TO DO:
Each record is to be given again precisely as written.
----- LISTED RECORDS -----
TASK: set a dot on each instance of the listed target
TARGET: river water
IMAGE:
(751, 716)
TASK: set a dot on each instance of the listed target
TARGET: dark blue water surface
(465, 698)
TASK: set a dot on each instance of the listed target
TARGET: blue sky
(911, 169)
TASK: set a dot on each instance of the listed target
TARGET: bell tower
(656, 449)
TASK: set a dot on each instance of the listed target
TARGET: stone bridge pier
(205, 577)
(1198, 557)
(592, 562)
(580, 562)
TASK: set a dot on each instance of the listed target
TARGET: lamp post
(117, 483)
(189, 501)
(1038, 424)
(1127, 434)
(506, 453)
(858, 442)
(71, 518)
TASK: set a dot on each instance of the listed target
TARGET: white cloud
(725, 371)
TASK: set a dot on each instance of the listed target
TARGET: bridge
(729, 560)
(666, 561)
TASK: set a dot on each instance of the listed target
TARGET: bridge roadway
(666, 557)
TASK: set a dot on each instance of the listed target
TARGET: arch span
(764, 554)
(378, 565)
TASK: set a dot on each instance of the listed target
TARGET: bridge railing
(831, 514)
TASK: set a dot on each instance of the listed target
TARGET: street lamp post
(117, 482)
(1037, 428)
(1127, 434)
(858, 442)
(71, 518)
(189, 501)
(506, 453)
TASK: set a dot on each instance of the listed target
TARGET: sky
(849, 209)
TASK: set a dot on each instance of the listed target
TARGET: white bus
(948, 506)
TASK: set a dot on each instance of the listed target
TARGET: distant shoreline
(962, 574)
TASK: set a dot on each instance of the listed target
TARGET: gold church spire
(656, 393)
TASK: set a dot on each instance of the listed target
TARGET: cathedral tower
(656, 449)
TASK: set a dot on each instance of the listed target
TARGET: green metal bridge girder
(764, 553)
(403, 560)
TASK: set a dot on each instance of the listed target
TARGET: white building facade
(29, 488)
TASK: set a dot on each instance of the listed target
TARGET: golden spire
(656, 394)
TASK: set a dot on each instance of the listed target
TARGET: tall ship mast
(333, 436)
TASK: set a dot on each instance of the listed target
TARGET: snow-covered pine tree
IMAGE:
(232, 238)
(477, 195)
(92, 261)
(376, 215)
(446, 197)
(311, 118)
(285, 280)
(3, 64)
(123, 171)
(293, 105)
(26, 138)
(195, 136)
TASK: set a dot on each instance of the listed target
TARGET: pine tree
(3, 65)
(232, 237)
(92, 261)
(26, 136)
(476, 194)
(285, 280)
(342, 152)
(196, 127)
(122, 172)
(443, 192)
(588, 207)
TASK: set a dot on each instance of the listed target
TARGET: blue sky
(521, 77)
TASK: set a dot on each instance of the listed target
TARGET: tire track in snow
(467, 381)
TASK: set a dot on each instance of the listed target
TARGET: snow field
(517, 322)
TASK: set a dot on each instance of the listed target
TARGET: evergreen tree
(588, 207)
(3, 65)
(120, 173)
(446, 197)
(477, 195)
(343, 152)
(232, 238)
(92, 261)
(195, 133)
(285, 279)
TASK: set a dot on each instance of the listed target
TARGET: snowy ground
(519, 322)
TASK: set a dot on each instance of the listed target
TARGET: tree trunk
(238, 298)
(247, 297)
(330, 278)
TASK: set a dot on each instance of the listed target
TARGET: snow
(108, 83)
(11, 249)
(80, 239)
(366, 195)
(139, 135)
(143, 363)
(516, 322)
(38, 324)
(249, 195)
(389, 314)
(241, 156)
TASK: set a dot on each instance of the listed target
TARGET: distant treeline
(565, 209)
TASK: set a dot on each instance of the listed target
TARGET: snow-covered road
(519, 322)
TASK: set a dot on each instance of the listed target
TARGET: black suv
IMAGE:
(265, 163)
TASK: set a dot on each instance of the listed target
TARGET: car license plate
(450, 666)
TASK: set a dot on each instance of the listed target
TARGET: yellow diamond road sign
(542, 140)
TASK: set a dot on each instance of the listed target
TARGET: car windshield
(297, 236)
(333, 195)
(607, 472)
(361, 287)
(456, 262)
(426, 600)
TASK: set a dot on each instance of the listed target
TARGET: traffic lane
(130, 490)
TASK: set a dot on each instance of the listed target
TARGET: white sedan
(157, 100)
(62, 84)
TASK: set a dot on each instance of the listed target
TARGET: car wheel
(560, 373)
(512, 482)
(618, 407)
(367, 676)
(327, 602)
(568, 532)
-----
RESPONSE AREA:
TASK: set a dot on each instance of the listed target
TARGET: river water
IMAGE:
(751, 716)
TASK: set a dot on each instance of the listed target
TARGET: dark blue water surface
(465, 698)
TASK: set a dot on each instance of the listed target
TARGET: blue sky
(911, 169)
TASK: set a dot on each instance of the listed target
TARGET: bell tower
(656, 449)
TASK: set a dot on each instance of the listed target
TARGET: stone bridge pier
(205, 577)
(1198, 557)
(592, 562)
(580, 562)
TASK: set a dot on each instance of the listed target
TARGET: lamp post
(117, 483)
(189, 501)
(1038, 424)
(1127, 434)
(506, 453)
(858, 442)
(71, 518)
TASK: set a dot on each instance of the listed target
TARGET: white cloud
(725, 371)
TASK: set a dot on each instance of the listed target
TARGET: bridge
(729, 560)
(666, 561)
TASK: set a dot on each instance of the listed target
TARGET: bridge roadway
(666, 557)
TASK: set a dot on each instance of the listed target
TARGET: arch span
(764, 554)
(378, 565)
TASK: set a dot on each instance of the listed target
TARGET: bridge railing
(831, 514)
TASK: set a dot on each instance of the listed target
TARGET: street lamp post
(117, 482)
(1037, 428)
(1127, 434)
(858, 442)
(71, 518)
(189, 501)
(506, 453)
TASK: set a dot on each instance of the listed target
TARGET: sky
(849, 209)
TASK: set a dot on each instance of the listed target
TARGET: white bus
(948, 506)
TASK: set a dot on each instance of the listed target
TARGET: distant shoreline
(962, 574)
TASK: set a dot on each instance of the listed target
TARGET: gold church spire
(656, 393)
TASK: set a dot on each instance of the listed target
TARGET: cathedral tower
(656, 449)
TASK: set a dot on each instance of the listed target
TARGET: green metal bridge girder
(764, 553)
(403, 560)
TASK: set a dot on each instance of the listed target
TARGET: white building facade
(29, 488)
TASK: set a dot on each instance of the listed target
TARGET: golden spire
(656, 394)
TASK: set a dot on each instance of the listed target
TARGET: tall ship mast
(333, 436)
TASK: set a dot on each instance of the listed target
TARGET: snow-covered pine tree
IMAGE:
(232, 238)
(477, 195)
(92, 261)
(376, 215)
(446, 197)
(311, 118)
(285, 280)
(3, 64)
(123, 171)
(293, 105)
(26, 138)
(195, 136)
TASK: set a dot on each instance of the listed target
TARGET: pine tree
(3, 65)
(232, 237)
(92, 261)
(26, 136)
(476, 194)
(285, 280)
(342, 152)
(196, 127)
(122, 172)
(443, 192)
(588, 207)
TASK: set a dot on each instance of the listed target
TARGET: blue sky
(521, 77)
TASK: set a dot on each instance of the listed target
TARGET: tire track in snow
(467, 381)
TASK: set a dot on each instance of the listed target
TARGET: snow field
(517, 322)
TASK: set a dot on each instance of the listed target
TARGET: evergreen tree
(588, 207)
(3, 65)
(120, 173)
(446, 197)
(477, 195)
(343, 152)
(232, 238)
(92, 261)
(195, 133)
(285, 279)
TASK: set a dot on each instance of the listed target
TARGET: snowy ground
(519, 322)
TASK: set a dot on each instance of the listed target
TARGET: tree trunk
(238, 298)
(247, 297)
(330, 278)
TASK: set a dot on each instance of the listed target
TARGET: snow
(108, 83)
(11, 249)
(80, 239)
(366, 195)
(139, 135)
(143, 363)
(516, 322)
(38, 324)
(249, 195)
(389, 314)
(241, 156)
TASK: set a dot on each instance of the listed target
TARGET: distant treeline
(565, 209)
TASK: set a dot on each instance of the listed target
TARGET: snow-covered road
(519, 322)
TASK: set a dot on each instance of the listed target
TARGET: black suv
IMAGE:
(265, 163)
TASK: set a dot on each instance of the listed target
TARGET: car license plate
(450, 666)
TASK: set a dot on each instance of the listed target
TARGET: yellow diamond road sign
(542, 140)
TASK: set a dot on each instance of the listed target
TARGET: car windshield
(297, 236)
(333, 195)
(607, 472)
(361, 287)
(456, 262)
(426, 600)
TASK: set a dot on each instance of the listed target
TARGET: traffic lane
(130, 490)
TASK: set a dot on each instance of the listed target
TARGET: white sedan
(157, 100)
(62, 84)
TASK: set a dot on each instance of the listed target
TARGET: car wheel
(560, 373)
(512, 482)
(618, 407)
(367, 676)
(327, 602)
(568, 532)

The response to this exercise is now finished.